Prompt A:
Translate this sentence from the LLM-Flax summary below into Spanish: "Stage 1 uses structured prompting with format validation and self-correction to automatically generate relaxation and complementary rules."
Prompt B:
Pick up the LLM-Flax summary below after its last sentence and carry it further.

--- Passage shown ---

LLM-Flax : Generalizable Robotic Task Planning via Neuro-Symbolic Approaches with Large Language Models

arXiv cs.RO / 4/30/2026

📰 NewsIdeas & Deep AnalysisModels & Research

Key Points

  • The paper introduces LLM-Flax, a three-stage neuro-symbolic robotic task planning framework that removes manual rule authoring and training-data requirements by using a locally hosted LLM with only a PDDL domain file.
  • Stage 1 uses structured prompting with format validation and self-correction to automatically generate relaxation and complementary rules.
  • Stage 2 adds LLM-guided failure recovery under a feasibility-gated budget policy that reserves API latency cost before each call to avoid starving downstream fallback mechanisms.
  • Stage 3 replaces a domain-trained GNN object scorer with zero-shot LLM object importance scoring, eliminating the need for any training data.
  • Across MazeNamo benchmarks (10x10 to 15x15), LLM-Flax achieves higher average success rate (SR 0.945 vs 0.828 for the manual baseline) and handles cases where the manual planner fails, though scalability is limited by context-window constraints.

--- Excerpted data ---

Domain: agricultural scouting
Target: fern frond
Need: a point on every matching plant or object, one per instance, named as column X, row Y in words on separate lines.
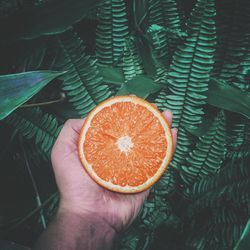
column 111, row 32
column 225, row 224
column 189, row 74
column 232, row 185
column 160, row 100
column 239, row 140
column 166, row 184
column 82, row 83
column 208, row 154
column 165, row 14
column 154, row 213
column 191, row 67
column 233, row 32
column 131, row 62
column 34, row 124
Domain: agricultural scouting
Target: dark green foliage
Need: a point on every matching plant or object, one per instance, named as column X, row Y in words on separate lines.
column 192, row 57
column 32, row 123
column 112, row 32
column 187, row 81
column 206, row 158
column 82, row 82
column 15, row 89
column 31, row 22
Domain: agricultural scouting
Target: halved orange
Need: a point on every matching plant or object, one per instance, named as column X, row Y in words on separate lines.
column 125, row 144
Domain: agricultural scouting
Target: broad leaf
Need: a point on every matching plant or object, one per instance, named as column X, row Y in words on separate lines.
column 141, row 86
column 224, row 96
column 49, row 18
column 15, row 89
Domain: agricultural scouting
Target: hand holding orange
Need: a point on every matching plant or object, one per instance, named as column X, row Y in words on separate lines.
column 82, row 196
column 125, row 144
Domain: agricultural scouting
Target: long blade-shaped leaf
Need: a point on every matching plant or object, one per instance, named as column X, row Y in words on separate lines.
column 15, row 89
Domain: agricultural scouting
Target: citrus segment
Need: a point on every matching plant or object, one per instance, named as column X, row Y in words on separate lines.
column 125, row 144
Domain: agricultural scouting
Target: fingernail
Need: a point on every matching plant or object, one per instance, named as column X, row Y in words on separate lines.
column 168, row 110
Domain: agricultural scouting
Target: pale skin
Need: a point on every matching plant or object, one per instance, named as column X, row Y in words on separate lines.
column 89, row 216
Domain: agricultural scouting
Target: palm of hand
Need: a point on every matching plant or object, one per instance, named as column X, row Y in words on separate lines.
column 80, row 194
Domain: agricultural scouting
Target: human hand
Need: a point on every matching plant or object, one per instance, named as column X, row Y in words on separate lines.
column 80, row 195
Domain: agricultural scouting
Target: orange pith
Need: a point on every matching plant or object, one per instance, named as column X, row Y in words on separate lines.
column 125, row 144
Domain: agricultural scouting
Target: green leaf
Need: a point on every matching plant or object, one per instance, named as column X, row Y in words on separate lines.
column 224, row 96
column 141, row 86
column 244, row 242
column 140, row 9
column 8, row 245
column 15, row 89
column 206, row 158
column 111, row 32
column 112, row 75
column 33, row 123
column 49, row 18
column 83, row 85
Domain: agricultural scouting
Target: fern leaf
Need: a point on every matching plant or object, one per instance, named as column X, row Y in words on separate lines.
column 165, row 185
column 231, row 185
column 225, row 224
column 34, row 124
column 131, row 62
column 239, row 139
column 189, row 74
column 165, row 14
column 233, row 32
column 82, row 83
column 191, row 67
column 111, row 32
column 208, row 154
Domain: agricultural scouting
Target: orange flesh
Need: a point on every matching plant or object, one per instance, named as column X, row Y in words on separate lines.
column 141, row 160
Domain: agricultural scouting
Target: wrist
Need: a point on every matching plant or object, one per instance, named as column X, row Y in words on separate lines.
column 90, row 222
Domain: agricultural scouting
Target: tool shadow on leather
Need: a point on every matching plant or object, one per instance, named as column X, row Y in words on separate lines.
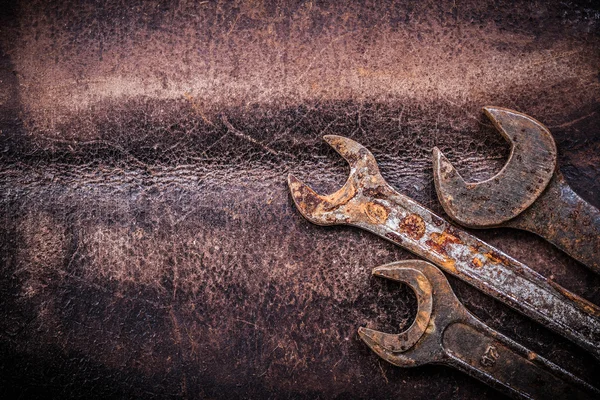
column 529, row 192
column 445, row 332
column 368, row 202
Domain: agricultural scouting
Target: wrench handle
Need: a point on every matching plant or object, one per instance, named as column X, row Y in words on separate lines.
column 405, row 222
column 481, row 352
column 563, row 218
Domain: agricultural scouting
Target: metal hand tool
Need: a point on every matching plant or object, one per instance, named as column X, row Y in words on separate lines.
column 368, row 202
column 445, row 332
column 528, row 193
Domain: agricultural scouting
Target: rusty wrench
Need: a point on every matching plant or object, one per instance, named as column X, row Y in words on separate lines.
column 445, row 332
column 528, row 193
column 368, row 202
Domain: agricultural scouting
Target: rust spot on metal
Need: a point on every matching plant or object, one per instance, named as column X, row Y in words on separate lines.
column 477, row 263
column 394, row 237
column 496, row 258
column 439, row 242
column 376, row 212
column 413, row 225
column 375, row 192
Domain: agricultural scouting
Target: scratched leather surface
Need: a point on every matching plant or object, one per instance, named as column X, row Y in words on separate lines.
column 148, row 243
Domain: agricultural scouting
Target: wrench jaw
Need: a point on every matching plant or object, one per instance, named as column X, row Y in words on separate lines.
column 408, row 348
column 342, row 207
column 521, row 181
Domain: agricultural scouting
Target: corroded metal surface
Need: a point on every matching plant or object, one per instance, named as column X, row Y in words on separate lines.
column 368, row 202
column 453, row 336
column 528, row 193
column 148, row 249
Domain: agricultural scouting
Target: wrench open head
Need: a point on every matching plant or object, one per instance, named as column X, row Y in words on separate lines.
column 347, row 205
column 444, row 332
column 438, row 307
column 528, row 171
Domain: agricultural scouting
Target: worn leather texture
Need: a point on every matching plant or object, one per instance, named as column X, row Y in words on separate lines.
column 148, row 243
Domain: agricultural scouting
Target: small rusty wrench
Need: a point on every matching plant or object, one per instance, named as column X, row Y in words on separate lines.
column 528, row 193
column 444, row 332
column 368, row 202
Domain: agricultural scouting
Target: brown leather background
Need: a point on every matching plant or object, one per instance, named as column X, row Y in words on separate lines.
column 148, row 244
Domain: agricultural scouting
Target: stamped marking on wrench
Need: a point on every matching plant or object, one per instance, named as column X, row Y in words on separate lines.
column 528, row 193
column 368, row 202
column 454, row 337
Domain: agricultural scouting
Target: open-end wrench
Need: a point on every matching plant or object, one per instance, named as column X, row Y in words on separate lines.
column 368, row 202
column 528, row 193
column 444, row 332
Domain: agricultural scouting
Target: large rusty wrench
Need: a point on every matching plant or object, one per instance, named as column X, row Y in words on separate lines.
column 528, row 193
column 368, row 202
column 445, row 332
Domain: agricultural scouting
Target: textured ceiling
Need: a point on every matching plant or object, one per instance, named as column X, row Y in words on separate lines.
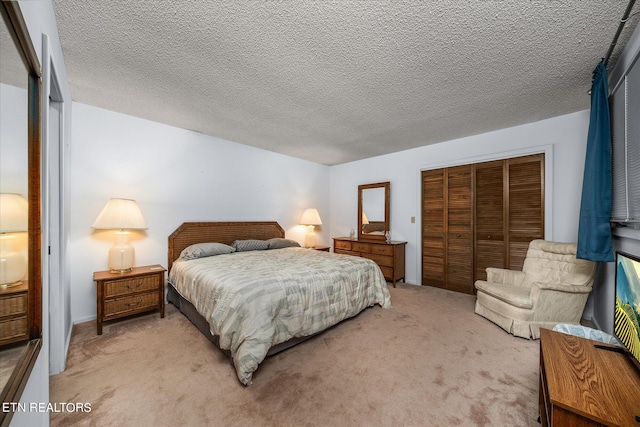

---

Output A:
La etapa 1 utiliza indicaciones estructuradas con validación de formato y autocorrección para generar automáticamente reglas de relajación y reglas complementarias.

Output B:
Abstract

Deploying a neuro-symbolic task planner on a new domain today requires significant manual effort: a domain expert must author relaxation and complementary rules, and hundreds of training problems must be solved to supervise a Graph Neural Network (GNN) object scorer. We propose LLM-Flax, a three-stage framework that eliminates all three sources of manual effort using a locally hosted LLM given only a PDDL domain file. Stage 1 automatically generates relaxation and complementary rules via structured prompting with format validation and self-correction. Stage 2 introduces LLM-guided failure recovery with a feasibility-gated budget policy that explicitly reserves API latency cost before each LLM call, preventing the downstream relaxation fallback from being starved. Stage 3 replaces the domain-trained GNN entirely with zero-shot LLM object importance scoring, requiring no training data. We evaluate all three stages on the MazeNamo benchmark across 10x10, 12x12, and 15x15 grids (8 benchmarks total). LLM-Flax achieves average SR 0.945 versus the manual baseline's 0.828 (+0.117), matching or outperforming manual rules on every one of the eight benchmarks. On 12x12 Expert, LLM-Flax attains SR 0.733 where the manual planner fails entirely (SR 0.000); on 15x15 Hard, it achieves SR 1.000 versus Manual's 0.900. Stage 3 demonstrates feasibility (SR 0.720 on 12x12 Hard with no training data) but faces a context-window bottleneck at scale, pointing to the primary open challenge for future work.